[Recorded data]
>>

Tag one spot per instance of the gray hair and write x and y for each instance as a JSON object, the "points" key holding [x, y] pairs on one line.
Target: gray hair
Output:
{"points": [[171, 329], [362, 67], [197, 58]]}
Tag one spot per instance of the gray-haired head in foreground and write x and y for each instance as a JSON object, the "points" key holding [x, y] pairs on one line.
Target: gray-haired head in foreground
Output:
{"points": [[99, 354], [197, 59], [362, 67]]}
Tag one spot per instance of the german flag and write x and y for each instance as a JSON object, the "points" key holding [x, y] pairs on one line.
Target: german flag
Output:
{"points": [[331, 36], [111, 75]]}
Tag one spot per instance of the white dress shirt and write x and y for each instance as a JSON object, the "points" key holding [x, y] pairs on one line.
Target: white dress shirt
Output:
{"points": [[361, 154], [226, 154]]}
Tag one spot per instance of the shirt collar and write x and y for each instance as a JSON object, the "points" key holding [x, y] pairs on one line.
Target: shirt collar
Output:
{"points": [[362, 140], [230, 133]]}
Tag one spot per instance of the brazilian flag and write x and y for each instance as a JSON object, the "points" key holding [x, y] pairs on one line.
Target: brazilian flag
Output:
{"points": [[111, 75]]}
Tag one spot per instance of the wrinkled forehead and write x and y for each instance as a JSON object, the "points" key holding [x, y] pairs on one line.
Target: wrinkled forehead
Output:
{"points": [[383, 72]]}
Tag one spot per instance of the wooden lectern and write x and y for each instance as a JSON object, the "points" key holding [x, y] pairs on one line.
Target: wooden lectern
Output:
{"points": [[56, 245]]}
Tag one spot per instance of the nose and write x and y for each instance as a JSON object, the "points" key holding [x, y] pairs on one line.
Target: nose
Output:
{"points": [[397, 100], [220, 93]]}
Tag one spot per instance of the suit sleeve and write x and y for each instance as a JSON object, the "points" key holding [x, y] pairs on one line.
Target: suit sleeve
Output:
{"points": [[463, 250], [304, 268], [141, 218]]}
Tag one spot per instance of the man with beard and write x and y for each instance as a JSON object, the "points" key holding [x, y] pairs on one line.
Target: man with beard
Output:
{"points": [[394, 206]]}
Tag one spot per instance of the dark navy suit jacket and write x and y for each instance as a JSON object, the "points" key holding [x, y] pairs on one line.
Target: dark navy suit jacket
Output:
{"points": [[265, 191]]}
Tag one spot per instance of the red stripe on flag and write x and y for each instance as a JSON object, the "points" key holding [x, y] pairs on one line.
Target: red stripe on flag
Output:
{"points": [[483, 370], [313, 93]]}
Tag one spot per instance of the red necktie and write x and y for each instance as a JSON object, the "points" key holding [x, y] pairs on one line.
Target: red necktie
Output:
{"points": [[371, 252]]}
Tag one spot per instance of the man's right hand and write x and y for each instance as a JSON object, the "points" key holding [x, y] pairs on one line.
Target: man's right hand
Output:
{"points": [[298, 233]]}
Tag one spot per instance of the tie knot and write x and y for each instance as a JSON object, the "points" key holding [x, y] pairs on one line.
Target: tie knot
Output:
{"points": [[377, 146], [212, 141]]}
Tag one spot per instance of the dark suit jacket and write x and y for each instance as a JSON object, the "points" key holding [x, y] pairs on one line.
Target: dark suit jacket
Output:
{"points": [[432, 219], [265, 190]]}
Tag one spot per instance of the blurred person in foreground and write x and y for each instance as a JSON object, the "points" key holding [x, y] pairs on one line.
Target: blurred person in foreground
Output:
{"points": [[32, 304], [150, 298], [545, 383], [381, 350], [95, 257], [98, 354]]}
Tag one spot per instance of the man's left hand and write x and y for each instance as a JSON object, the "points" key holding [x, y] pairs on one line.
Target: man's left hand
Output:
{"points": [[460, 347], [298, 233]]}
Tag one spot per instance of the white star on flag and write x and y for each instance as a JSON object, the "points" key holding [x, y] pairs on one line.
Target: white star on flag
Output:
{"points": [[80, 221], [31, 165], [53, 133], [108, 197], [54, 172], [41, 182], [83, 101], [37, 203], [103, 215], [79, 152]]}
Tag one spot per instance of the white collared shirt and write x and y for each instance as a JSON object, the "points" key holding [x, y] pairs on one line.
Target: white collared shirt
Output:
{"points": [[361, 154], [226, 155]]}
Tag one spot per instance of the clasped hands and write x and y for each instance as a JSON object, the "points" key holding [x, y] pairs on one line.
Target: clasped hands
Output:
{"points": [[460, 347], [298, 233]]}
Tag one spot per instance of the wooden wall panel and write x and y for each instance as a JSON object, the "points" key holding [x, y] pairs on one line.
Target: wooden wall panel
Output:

<<

WHAT TO WORK ON: In the entries above, find each line with the word "wrinkled" and return it.

ANSWER TO THIS PROBLEM:
Tag one spot per instance of the wrinkled forehead and write x and y for each instance as a JSON object, the "points" key holding [x, y] pairs on one line.
Target: wrinkled forehead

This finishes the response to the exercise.